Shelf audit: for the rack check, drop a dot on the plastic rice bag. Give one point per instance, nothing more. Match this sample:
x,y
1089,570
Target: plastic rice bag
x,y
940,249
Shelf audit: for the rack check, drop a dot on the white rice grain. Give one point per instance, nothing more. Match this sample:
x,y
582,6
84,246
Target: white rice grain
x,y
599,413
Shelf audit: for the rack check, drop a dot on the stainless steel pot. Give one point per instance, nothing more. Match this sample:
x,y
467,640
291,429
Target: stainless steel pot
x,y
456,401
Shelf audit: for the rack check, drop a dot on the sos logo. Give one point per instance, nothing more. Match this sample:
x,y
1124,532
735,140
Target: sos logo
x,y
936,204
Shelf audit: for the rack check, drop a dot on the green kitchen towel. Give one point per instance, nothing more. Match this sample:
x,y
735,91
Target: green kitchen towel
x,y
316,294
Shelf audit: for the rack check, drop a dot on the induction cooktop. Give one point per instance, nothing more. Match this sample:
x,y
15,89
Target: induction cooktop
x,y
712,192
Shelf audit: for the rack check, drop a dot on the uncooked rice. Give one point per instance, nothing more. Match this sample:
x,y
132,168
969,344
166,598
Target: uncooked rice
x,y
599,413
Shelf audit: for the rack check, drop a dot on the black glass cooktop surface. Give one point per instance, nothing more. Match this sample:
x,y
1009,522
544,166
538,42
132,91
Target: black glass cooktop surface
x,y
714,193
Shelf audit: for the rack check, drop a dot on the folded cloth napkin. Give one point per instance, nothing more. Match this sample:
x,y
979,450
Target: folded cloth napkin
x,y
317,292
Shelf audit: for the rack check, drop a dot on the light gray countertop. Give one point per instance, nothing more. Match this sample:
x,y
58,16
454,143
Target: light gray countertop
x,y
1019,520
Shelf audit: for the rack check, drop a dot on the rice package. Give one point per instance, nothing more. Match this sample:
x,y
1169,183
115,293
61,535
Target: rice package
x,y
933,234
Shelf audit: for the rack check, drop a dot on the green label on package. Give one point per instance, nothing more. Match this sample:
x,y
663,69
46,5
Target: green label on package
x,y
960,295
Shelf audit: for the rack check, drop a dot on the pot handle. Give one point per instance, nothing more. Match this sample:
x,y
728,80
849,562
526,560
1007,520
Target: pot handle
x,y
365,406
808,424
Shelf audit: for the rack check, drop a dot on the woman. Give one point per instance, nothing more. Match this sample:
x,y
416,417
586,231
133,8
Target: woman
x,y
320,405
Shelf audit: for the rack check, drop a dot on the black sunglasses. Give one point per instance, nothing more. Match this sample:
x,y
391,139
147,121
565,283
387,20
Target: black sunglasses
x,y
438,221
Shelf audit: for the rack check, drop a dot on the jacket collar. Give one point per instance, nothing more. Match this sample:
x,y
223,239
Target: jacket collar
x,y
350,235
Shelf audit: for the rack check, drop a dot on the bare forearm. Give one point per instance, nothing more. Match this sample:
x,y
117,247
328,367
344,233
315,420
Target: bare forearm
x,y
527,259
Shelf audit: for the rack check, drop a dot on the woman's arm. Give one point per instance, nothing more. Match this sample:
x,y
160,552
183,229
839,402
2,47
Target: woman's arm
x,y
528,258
################
Problem: Reproduce the lines from the one containing "on the jacket" to the end of the entries, keeping both ends and adding nothing.

Response:
Shelf audit: for the rack check, drop a dot on the jacket collar. Give one point per instance, nothing more. Match this sample:
x,y
223,239
Target: jacket collar
x,y
350,235
Shelf audit: for the rack check, drop a dot on the bare forearm. Give one point per instance, nothing more. Match this sample:
x,y
117,247
328,367
344,233
315,420
Target: bare forearm
x,y
527,259
Shelf audit: for the rack check, drop a dot on the woman's arm. Give one point per instance, nothing more. Match this sample:
x,y
160,552
183,229
839,402
2,47
Target: woman's arm
x,y
528,258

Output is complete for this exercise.